# For chez suz: Daube Provencal



## buckytom (Dec 7, 2004)

i got this recipe from the food section of my local paper who had interviwed tony bourdain about his new cookbook, "les halles". this is a recipe from the new book. i tweaked it a bit by adding more lamb, carrots, and potatoes and some of the other ingredients to "beef" it up a bit. also, i used red wine since i had no white in the house. it made the sauce darker and heartier, imo.

daube provencal (lamb neck stew)

2 tbsp olive oil
2 tbsp butter
3 pounds lamb neck and shoulder with bones (i used 2 pounds of neck, 2 pounds of shoulder blade chops, cut into chunks)
salt and pepper
1/2 pound bacon, cut into small cudes or lardons
1 small onion, finely diced ( i used a large onion)
1 celery rib, finely chopped (i used 2 ribs)
2 garlic cloves, crushed (i used 4)
1 tbsp tomato paste (i used a big heaping tbsp)
1 tbsp flour
1 cup white wine (i used 2 cups red wine)
1 cup strong, dark veal, chicken, or lamb stock (i used strong turkey stock)
1 small carrot, coarsely chopped (i used about 2 cups of halved baby carrots)
1 bouquet garni (a few sprigs of flat leaf parsley and thyme, tied up with a coupla bay leaves)
zest of a whole orange
2 potatoes, peeled and cut into football wedges ( i used 4 large wax potatoes)
flat leaf parsley, chopped, for a garnish.

heat olive oil in a dutch oven on high heat. add butter; foam it; let it subside. season lamb with salt and pepper and sear on all sides in the hot pan until it is dark brown. when depply browned, remove and set aside.
add bacon to the still hot pan and cook until crispy and the fat has been rendered. remove bacon and set aside. discard most of the fat from the pan; add onion, celery, and garlic. cook over medium-high heat until the veggies have caramalized, about 5 minutes. using a wooden spoon, stir in tomato paste, cook for about 1 minute. stir in flour, and cook for an additional minute. (by this time, the paste and flour are really sticking to the bottom, but not burning). stir in wine and scrape up all of the brown stuff. bring wine to a boil, reduce by half. add stock and a teaspoon of demi-glace, if it's available. (i skipped the demi-glace). bring back to a boil; reduce immediately to a simmer.add lamb, carrots, bouquet garni, orange zest, and bacon. season with salt and pepper, and cover the pot. simmer over low heat for about 90 minutes, occasionally skimming any fat off the surface (i had to skim very little fat).
after 90 minutes, add potatoes and cook until they are tender, about 15 minutes or so. skim any fat a final time, making sure there's no film on the surface.
serve in a big bowl, garnish with parsley. goes really well with crusty buttered bread...


----------



## chez suz (Dec 7, 2004)

Hooray..Bucky..I kept looking for your name nxt to the category..today I saw it and said could it be...and yes it was dedicated to me and everything...Thanks...I will be making it for sure...just reading the recipe (love your comments) I know its my kind of stew.


----------



## buckytom (Dec 7, 2004)

Information given
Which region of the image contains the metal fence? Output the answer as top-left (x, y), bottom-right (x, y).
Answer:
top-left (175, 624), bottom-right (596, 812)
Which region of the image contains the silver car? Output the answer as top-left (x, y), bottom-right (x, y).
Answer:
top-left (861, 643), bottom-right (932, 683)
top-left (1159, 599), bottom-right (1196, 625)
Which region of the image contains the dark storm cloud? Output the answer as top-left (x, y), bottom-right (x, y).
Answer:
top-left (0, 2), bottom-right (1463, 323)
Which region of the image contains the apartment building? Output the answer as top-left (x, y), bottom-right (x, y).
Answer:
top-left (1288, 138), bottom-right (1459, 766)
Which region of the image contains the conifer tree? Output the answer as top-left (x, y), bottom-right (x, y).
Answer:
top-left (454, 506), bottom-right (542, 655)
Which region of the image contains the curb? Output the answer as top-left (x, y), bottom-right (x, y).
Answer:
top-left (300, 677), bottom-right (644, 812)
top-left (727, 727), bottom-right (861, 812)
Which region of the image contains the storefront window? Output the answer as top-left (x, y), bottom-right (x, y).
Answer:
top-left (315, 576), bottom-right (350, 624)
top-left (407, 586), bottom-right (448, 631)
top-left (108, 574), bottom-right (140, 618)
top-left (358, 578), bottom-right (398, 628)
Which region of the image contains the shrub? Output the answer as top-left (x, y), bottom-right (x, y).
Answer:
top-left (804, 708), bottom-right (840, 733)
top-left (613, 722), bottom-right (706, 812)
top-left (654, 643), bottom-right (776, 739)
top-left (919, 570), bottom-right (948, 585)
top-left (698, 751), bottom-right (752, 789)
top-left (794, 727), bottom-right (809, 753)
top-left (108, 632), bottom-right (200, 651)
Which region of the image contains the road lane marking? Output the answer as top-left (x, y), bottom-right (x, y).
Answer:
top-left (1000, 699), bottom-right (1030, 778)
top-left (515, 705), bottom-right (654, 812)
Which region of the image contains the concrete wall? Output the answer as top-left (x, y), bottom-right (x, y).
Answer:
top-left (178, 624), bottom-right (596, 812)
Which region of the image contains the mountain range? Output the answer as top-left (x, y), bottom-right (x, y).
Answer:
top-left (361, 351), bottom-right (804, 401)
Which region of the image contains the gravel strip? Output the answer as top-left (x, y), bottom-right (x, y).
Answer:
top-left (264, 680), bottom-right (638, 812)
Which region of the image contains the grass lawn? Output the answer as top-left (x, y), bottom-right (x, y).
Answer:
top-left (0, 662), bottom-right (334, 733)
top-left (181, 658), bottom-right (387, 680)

Problems to work on
**A.** Retype everything in the daube thread from "serve in a big" down to "kind of stew.".
**B.** Answer these questions about the daube thread:
(i) What stock did the poster use in place of the one the recipe lists?
(ii) How long does the covered stew simmer over low heat before the potatoes are added?
(iii) What does the poster say the dish goes really well with?

Written responses
**A.**
serve in a big bowl, garnish with parsley. goes really well with crusty buttered bread...


----------



## chez suz (Dec 7, 2004)

Hooray..Bucky..I kept looking for your name nxt to the category..today I saw it and said could it be...and yes it was dedicated to me and everything...Thanks...I will be making it for sure...just reading the recipe (love your comments) I know its my kind of stew.

**B.**
(i) Strong turkey stock.
(ii) About 90 minutes.
(iii) Crusty buttered bread.